#### [SELECTION]
┌────────
As someone learning Japanese I’d recomend you not learn from duolingo
For Japanese use genki, them quartet
I am currently going through genki
Renshuu is also really great if you’re willing to pay a little bit - it’s like Japanese Genki with a built-in community!
Can you give more detail about why you don’t like duolingo and why you do like genki?
To expand on why I don’t like duolingo it’s because you can’t structure the lessons and the material to work best for you
Genki and quartet which I will do after genki is part of my own personalised lesson structure
By gathering your own resources you can structure the lessons best for you
I second that for Chinese. Use HelloChinese.
Does that include lessons for Canto by any chance? Or just Mando?
Just mandarin. There’s not many resources for Cantonese that I found when searching. You’re likely best off hiring a tutor.
What to use for French? Anyone got an idea?
The back of cereal boxes. Worked for me, I can order Cheerios in half the known world.
└────────
#### [WRITTEN TASK A]
Which resource does the language-learning discussion recommend for Chinese?

Collected data entries:
┌────────
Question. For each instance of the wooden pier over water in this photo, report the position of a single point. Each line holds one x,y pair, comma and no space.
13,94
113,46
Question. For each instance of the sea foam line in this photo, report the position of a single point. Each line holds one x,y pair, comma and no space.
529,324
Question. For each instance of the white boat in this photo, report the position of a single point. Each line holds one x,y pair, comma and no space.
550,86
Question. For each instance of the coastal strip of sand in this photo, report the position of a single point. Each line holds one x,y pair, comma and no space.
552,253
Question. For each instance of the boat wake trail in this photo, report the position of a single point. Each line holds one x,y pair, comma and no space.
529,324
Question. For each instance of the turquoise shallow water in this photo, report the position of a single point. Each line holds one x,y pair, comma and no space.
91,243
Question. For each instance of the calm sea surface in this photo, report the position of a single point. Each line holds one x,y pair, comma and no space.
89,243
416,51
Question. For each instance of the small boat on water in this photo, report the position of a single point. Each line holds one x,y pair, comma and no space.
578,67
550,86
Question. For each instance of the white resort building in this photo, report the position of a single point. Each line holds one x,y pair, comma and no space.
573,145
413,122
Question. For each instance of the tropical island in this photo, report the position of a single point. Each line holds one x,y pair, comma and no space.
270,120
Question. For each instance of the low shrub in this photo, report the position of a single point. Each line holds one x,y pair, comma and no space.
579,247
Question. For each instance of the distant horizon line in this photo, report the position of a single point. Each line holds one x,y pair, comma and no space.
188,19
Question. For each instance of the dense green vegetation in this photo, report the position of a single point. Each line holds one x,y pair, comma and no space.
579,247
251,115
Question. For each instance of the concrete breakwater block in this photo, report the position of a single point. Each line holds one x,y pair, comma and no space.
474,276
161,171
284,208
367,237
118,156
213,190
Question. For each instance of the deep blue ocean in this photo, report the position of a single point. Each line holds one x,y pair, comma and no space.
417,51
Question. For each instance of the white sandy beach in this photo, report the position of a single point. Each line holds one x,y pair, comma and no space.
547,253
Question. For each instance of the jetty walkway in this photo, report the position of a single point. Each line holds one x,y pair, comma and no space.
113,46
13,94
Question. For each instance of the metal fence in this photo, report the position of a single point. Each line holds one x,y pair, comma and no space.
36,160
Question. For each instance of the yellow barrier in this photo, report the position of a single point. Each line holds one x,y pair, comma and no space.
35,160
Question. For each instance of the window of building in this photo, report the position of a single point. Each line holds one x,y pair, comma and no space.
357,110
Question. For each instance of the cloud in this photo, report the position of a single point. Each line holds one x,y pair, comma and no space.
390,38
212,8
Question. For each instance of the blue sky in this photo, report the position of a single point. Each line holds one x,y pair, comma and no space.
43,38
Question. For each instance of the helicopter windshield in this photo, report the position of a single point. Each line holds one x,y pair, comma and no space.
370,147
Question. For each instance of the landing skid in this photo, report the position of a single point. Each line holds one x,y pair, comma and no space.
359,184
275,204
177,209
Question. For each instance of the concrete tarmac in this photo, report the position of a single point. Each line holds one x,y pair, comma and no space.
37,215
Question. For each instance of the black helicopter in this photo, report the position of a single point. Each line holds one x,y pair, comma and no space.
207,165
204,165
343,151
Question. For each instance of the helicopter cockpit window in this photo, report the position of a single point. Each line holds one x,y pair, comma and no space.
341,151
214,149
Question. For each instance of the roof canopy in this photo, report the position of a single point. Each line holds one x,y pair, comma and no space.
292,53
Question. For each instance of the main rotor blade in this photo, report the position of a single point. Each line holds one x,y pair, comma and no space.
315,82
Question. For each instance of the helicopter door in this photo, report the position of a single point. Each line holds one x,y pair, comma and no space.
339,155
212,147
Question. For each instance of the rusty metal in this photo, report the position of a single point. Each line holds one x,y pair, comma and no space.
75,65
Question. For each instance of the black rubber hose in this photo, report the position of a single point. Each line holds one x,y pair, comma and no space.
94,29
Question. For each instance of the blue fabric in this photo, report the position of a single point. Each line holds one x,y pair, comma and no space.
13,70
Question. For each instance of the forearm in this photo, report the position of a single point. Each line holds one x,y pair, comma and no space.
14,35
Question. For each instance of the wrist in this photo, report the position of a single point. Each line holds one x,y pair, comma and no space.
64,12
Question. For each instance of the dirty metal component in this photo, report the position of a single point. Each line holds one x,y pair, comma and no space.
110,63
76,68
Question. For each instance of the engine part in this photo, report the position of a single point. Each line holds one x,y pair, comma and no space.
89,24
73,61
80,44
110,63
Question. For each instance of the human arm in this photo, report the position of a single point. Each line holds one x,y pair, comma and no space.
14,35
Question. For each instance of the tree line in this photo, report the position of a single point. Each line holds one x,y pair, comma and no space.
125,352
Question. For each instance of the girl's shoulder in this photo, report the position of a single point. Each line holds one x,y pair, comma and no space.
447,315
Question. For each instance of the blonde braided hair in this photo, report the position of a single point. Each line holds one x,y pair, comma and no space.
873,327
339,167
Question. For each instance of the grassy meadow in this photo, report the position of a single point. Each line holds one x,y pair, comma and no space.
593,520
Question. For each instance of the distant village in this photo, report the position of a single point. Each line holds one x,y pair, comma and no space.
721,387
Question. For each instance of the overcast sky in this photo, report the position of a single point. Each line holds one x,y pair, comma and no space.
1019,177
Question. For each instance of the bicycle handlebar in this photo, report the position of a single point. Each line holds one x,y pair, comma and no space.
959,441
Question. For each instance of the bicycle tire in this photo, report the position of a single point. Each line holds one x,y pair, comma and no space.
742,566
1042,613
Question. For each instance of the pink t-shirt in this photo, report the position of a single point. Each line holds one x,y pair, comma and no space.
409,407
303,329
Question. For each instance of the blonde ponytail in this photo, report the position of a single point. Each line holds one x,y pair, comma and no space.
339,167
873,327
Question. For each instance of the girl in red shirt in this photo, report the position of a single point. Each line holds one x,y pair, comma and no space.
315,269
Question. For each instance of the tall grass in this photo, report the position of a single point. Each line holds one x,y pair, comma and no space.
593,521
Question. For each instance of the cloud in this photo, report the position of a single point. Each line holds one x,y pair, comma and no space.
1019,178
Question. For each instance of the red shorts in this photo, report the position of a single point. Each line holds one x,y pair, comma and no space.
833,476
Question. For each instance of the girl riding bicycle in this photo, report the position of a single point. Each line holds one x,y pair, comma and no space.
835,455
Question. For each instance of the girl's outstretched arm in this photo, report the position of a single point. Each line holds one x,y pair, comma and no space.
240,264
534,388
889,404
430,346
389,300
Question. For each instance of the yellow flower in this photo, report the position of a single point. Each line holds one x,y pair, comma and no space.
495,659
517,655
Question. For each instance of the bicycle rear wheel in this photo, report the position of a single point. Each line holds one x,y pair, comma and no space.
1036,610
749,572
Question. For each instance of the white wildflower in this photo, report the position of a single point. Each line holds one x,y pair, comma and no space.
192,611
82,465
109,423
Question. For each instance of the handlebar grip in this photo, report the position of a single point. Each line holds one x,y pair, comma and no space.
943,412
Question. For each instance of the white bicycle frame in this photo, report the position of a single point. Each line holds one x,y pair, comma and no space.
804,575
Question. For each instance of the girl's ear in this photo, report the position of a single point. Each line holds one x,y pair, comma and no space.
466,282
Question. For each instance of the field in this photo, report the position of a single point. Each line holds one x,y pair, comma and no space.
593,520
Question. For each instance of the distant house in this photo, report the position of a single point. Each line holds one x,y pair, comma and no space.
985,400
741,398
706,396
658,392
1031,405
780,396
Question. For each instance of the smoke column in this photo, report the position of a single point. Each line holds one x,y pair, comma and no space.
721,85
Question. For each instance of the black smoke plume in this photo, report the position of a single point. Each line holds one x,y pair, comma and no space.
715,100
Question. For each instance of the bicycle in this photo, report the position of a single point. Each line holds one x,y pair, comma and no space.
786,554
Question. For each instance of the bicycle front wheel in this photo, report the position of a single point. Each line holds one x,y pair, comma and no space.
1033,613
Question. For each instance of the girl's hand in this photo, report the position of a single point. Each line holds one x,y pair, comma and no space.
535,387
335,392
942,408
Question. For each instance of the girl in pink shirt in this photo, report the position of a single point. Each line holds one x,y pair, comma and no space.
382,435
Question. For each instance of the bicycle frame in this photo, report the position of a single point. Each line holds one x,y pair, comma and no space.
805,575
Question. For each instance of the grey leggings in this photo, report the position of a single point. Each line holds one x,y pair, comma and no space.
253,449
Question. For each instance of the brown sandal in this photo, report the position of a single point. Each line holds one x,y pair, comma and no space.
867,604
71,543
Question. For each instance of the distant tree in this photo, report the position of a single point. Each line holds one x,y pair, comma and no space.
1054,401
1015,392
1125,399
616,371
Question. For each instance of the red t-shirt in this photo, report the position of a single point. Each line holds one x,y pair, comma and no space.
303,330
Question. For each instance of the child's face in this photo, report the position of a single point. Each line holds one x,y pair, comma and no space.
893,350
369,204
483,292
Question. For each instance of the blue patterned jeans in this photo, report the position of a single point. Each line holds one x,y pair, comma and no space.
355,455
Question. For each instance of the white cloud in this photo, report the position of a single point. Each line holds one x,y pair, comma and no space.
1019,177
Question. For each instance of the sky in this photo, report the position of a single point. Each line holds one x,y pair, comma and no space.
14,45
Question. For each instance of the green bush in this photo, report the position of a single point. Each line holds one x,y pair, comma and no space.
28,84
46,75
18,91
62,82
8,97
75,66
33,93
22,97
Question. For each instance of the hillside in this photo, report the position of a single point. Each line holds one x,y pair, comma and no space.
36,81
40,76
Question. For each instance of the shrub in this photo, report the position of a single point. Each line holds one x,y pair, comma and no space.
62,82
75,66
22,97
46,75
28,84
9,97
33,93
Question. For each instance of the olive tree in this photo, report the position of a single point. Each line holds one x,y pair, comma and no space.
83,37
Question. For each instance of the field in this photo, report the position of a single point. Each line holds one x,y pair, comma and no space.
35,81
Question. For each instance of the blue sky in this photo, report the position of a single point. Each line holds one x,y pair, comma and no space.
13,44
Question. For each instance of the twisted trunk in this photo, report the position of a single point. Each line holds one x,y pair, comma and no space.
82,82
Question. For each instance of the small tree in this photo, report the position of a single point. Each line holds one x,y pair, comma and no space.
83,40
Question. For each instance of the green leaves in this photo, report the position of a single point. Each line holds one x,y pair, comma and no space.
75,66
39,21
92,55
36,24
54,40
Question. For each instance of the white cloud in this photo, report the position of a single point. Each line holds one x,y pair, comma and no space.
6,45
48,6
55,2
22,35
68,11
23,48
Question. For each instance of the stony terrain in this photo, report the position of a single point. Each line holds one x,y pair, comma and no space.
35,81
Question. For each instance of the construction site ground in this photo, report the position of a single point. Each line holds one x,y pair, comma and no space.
└────────
#### [WRITTEN TASK B]
Work out how many lines of the entries contain the string "window", treating uppercase and lowercase as different. Reply with the number only.

#### [FINAL RESULT A]
HelloChinese.

#### [FINAL RESULT B]
2